● What is asked
Pictures do not belong in your copy. Repeat all the other data exactly.

● Records for this exercise

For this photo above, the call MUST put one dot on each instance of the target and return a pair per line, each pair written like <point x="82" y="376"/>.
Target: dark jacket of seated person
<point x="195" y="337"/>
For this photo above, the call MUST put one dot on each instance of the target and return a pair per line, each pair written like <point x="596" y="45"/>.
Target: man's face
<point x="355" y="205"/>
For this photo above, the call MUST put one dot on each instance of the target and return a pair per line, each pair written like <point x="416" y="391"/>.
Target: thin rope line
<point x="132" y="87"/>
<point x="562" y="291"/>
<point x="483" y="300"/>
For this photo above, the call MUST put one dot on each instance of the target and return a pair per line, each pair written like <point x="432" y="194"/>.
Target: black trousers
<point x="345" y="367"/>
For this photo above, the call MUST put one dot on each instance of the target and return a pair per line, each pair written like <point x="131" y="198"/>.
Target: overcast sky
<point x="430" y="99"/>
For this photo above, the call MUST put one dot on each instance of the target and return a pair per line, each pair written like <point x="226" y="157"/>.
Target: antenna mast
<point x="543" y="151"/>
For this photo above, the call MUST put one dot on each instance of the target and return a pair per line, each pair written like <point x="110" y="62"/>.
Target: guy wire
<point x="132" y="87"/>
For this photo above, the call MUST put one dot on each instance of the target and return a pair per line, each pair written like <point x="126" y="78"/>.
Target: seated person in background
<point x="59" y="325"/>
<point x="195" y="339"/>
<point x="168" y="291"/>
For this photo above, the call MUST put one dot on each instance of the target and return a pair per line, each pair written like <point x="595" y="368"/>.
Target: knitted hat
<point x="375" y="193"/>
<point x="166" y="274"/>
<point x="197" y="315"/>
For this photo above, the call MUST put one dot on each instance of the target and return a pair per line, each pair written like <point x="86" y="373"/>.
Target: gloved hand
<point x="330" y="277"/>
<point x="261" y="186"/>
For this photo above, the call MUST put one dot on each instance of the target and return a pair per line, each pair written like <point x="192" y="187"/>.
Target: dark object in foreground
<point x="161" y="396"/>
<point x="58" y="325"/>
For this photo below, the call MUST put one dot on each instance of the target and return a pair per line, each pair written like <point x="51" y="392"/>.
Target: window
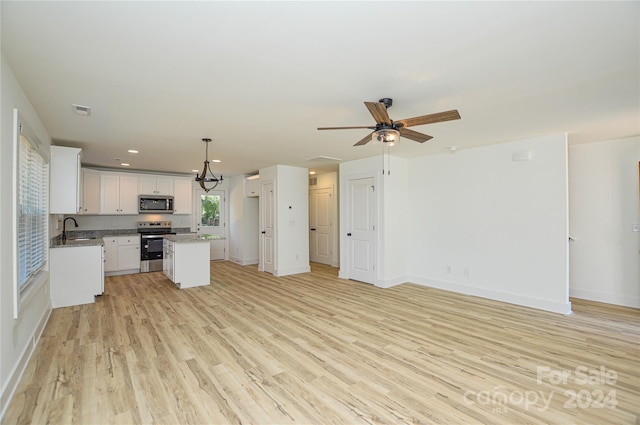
<point x="210" y="210"/>
<point x="32" y="188"/>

● Output
For this photo above, the call MUST put one dot on each instance of the target and return a pair per line, each pair written like <point x="82" y="376"/>.
Target: dark jacket of seated person
<point x="195" y="337"/>
For this photo above, the call MUST put one dot on each instance of the target and return a pair per line, each pair written like <point x="596" y="45"/>.
Target: man's face
<point x="355" y="205"/>
For this photo above, the call MUST put one dot on each instance of the target and return a pair per line, each pair written like <point x="416" y="391"/>.
Target: thin rope line
<point x="132" y="87"/>
<point x="562" y="291"/>
<point x="483" y="300"/>
For this photo above, the call MUST put one dot on each instance of the target and return a pair per line, each pair written like <point x="432" y="194"/>.
Target: black trousers
<point x="345" y="367"/>
For this photo above, the call MUST put one dot on each instance of the target and return a pair per line, each pair written like <point x="131" y="198"/>.
Target: overcast sky
<point x="430" y="99"/>
For this photo above, the call MUST put one dot on each instance of the target and return a pair per line, each pair written like <point x="226" y="157"/>.
Target: antenna mast
<point x="543" y="151"/>
For this photo above, the call MUST put one dot on each instance of the target and return a pair per line, each pair written like <point x="110" y="62"/>.
Target: guy wire
<point x="132" y="87"/>
For this photo above, the call MUST put one dot on each instance of the target and return a pair per line, each pair written like <point x="126" y="78"/>.
Target: seated person in background
<point x="59" y="325"/>
<point x="195" y="339"/>
<point x="168" y="291"/>
For this photo above, the call MUST put one dot on each instance of the target and return a pair per line, each pair written like <point x="595" y="368"/>.
Target: knitted hat
<point x="375" y="193"/>
<point x="166" y="274"/>
<point x="197" y="315"/>
For this photo above, the call MUST put one dot on each instance of the target and return a pair per line, each pair written like <point x="86" y="373"/>.
Target: gloved hand
<point x="330" y="277"/>
<point x="261" y="186"/>
For this photo above, the call MUST put one dot on each instance of the target and return a pair per line, each pair written like <point x="192" y="187"/>.
Target: dark object in foreground
<point x="161" y="396"/>
<point x="58" y="325"/>
For this photo below, the call MUST put one dot on each instance of the target and return a pair per line, each pair written like <point x="51" y="392"/>.
Target: window
<point x="210" y="210"/>
<point x="32" y="188"/>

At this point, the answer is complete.